課題 1 ::
本文の「社会人になるまでに僕の知らな」から「ドキドキでソワソワしていた。」までを、「社会人」を「三十歳」に置き換えたうえで書き改めてください。
課題 2 ::
本文によると、語り手はその時点で何歳になっていましたか。

本文 ::

((

はじめてのパチンコで2万飛ばした話

思えば僕はもう21才で、酒もたばこもギャンブルも、免許もTSUTAYAのカーテンの向こう側も、平気な顔で楽しんで良い歳になっていた。酒とたばこはもちろんのこと、TSUTAYAのカーテンなんて18になった瞬間に「今日やってる?」みたいな常連顔でくぐった。ただ僕はギャンブルというものをしてこなかったのだ。いや、スクラッチとかはしたけど、あれはギャンブルというか夢を買ったみたいなものだからノーカウント。

社会人になるまでに僕の知らない世界を減らしておきたいと思っていた。なんとなくではあるけど、人が楽しんだり感動したりする何かを作る側でいたいと思っている僕からしたら、なぜ人は楽しいと感じるんだろう?というのは物凄く大きな疑問であり課題だった。カイジとかウシジマくんとかを見ていると、ギャンブル、風俗、その他諸々の闇を抱えかねない娯楽はどうしてここまでに人を引きずりこむのか?考えても仕方が無い。やったことないんだもん。AV見たことはあっても実際ベッドインしてみないと絶対快感なんてわかんないもん。そんなわけでギャンブル童貞の僕はいつか絶対パチンコ行くぞと思っていた。いつか女を抱くぞと思っている思春期の少年よろしく僕はワクワクとドキドキでソワソワしていた。

))

提供データ ::
((

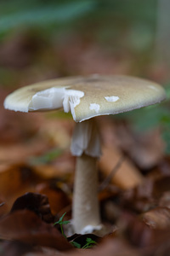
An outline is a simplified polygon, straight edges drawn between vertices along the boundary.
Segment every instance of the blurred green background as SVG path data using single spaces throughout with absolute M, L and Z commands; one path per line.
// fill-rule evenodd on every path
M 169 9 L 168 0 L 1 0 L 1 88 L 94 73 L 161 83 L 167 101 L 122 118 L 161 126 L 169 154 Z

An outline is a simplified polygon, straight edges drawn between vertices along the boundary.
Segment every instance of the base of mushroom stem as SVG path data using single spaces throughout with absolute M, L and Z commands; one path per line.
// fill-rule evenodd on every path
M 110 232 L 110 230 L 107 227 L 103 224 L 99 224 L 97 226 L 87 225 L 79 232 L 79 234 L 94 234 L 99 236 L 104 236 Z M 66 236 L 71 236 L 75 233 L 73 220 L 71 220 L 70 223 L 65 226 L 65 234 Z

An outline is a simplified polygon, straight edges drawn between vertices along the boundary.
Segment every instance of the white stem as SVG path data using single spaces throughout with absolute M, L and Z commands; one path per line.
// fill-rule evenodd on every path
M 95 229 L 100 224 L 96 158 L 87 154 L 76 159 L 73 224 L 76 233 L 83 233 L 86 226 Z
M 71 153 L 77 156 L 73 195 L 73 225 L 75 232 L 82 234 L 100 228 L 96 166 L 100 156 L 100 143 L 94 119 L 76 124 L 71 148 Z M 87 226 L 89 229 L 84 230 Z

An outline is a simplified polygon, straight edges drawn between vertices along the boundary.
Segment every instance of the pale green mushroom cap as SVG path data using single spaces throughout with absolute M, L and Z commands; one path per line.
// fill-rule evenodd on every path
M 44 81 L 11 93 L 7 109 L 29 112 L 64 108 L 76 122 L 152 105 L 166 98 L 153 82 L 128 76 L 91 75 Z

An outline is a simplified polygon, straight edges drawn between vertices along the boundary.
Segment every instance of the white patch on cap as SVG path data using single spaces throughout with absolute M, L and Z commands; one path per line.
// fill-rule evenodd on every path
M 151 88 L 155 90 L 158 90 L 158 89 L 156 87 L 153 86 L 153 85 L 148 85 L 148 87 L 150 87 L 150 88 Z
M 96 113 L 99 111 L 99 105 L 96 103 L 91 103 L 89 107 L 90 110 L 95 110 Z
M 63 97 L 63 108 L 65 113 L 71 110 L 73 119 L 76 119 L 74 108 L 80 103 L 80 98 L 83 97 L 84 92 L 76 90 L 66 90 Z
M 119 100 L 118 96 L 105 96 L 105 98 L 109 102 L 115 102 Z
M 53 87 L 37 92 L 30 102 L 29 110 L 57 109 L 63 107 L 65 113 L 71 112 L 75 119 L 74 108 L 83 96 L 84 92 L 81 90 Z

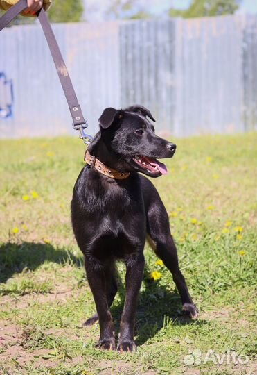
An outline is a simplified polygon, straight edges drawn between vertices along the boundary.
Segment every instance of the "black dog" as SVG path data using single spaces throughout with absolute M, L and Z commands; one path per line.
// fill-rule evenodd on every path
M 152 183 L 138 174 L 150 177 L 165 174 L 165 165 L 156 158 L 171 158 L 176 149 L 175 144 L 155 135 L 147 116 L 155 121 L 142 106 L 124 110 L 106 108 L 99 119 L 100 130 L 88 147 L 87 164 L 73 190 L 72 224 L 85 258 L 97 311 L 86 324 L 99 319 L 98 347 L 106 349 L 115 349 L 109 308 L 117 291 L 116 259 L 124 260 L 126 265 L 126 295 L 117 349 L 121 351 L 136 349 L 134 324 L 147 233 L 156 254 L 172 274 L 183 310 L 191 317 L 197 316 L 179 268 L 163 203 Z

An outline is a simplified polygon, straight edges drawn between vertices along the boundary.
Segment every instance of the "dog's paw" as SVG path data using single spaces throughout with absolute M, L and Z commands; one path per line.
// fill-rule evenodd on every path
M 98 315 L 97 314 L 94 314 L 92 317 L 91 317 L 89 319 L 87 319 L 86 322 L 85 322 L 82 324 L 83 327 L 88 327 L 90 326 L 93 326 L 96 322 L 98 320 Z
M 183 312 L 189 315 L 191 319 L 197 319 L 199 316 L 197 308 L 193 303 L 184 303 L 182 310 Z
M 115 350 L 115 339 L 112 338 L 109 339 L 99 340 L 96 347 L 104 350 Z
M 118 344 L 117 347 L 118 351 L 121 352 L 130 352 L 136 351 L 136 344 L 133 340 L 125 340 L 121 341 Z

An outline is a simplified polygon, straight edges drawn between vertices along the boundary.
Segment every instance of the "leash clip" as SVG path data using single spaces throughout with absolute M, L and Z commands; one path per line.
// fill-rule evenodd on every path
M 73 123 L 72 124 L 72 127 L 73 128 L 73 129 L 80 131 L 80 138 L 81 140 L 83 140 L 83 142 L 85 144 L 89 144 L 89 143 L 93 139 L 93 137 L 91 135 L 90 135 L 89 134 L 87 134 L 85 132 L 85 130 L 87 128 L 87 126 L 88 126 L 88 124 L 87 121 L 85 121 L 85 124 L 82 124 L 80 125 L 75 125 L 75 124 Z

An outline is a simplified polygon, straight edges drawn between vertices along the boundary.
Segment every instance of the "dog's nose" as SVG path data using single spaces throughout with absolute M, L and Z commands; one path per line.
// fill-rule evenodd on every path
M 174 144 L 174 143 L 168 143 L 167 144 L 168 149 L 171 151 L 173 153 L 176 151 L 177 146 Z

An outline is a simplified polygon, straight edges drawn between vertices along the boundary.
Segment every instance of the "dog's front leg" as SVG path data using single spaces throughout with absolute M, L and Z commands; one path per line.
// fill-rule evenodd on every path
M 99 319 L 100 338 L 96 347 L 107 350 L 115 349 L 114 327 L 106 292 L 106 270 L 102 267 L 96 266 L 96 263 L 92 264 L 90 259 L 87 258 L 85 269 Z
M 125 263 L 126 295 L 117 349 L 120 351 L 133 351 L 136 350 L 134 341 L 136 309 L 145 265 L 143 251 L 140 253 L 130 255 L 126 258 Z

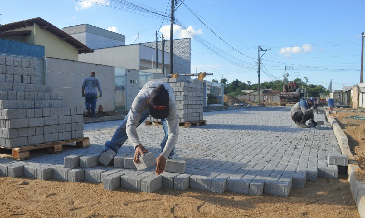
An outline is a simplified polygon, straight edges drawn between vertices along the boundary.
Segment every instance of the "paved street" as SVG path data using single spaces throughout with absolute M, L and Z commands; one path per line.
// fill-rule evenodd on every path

))

回答 1 ::
三十歳になるまでに僕の知らない世界を減らしておきたいと思っていた。なんとなくではあるけど、人が楽しんだり感動したりする何かを作る側でいたいと思っている僕からしたら、なぜ人は楽しいと感じるんだろう?というのは物凄く大きな疑問であり課題だった。カイジとかウシジマくんとかを見ていると、ギャンブル、風俗、その他諸々の闇を抱えかねない娯楽はどうしてここまでに人を引きずりこむのか?考えても仕方が無い。やったことないんだもん。AV見たことはあっても実際ベッドインしてみないと絶対快感なんてわかんないもん。そんなわけでギャンブル童貞の僕はいつか絶対パチンコ行くぞと思っていた。いつか女を抱くぞと思っている思春期の少年よろしく僕はワクワクとドキドキでソワソワしていた。

回答 2 ::
21歳です。